What to produce: Reproduce the lines below exactly, starting at the one containing "For the dataset, pick out the silhouetted" and stopping at the final line.

Region pointing data:
..........

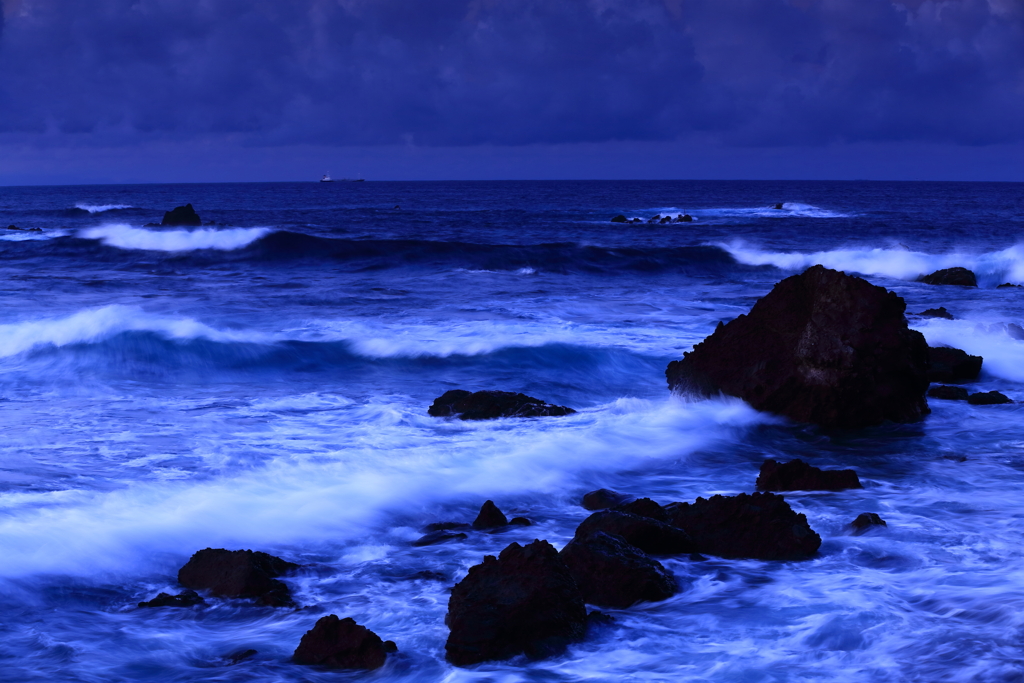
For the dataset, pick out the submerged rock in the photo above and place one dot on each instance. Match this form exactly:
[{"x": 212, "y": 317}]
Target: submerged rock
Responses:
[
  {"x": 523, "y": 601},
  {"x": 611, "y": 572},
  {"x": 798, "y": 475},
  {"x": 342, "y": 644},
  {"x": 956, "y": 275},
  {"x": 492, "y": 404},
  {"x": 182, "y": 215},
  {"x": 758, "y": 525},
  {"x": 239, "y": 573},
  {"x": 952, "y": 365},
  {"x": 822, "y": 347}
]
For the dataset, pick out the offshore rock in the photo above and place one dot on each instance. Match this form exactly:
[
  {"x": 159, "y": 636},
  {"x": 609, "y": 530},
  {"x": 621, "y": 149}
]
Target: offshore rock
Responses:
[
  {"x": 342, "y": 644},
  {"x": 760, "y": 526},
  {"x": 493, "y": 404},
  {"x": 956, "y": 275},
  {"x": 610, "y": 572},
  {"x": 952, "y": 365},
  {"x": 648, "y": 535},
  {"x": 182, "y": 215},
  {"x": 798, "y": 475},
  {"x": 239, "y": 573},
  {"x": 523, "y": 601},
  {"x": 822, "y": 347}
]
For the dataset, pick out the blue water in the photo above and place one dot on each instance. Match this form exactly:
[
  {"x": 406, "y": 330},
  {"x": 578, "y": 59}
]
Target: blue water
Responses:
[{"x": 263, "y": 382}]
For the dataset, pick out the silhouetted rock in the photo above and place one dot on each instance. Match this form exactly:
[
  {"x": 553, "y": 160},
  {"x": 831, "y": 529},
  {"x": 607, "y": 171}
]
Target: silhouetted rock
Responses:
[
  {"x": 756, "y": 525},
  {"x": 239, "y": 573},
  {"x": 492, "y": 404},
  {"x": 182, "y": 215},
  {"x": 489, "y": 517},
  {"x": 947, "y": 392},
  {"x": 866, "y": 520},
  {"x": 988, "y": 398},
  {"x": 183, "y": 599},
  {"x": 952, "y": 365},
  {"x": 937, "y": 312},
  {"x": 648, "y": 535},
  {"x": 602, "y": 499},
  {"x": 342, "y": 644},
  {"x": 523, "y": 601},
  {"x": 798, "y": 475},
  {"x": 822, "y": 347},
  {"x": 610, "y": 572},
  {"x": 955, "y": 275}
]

..........

The answer:
For the dataset, pick out the silhouetted rock in the photo above and place one dot on each instance. Match this form exactly:
[
  {"x": 553, "y": 160},
  {"x": 831, "y": 529},
  {"x": 607, "y": 171}
]
Target: silhouetted rock
Responses:
[
  {"x": 756, "y": 525},
  {"x": 239, "y": 573},
  {"x": 492, "y": 404},
  {"x": 182, "y": 215},
  {"x": 489, "y": 517},
  {"x": 947, "y": 392},
  {"x": 866, "y": 520},
  {"x": 988, "y": 398},
  {"x": 183, "y": 599},
  {"x": 952, "y": 365},
  {"x": 937, "y": 312},
  {"x": 648, "y": 535},
  {"x": 602, "y": 499},
  {"x": 342, "y": 644},
  {"x": 523, "y": 601},
  {"x": 798, "y": 475},
  {"x": 822, "y": 347},
  {"x": 610, "y": 572},
  {"x": 955, "y": 275}
]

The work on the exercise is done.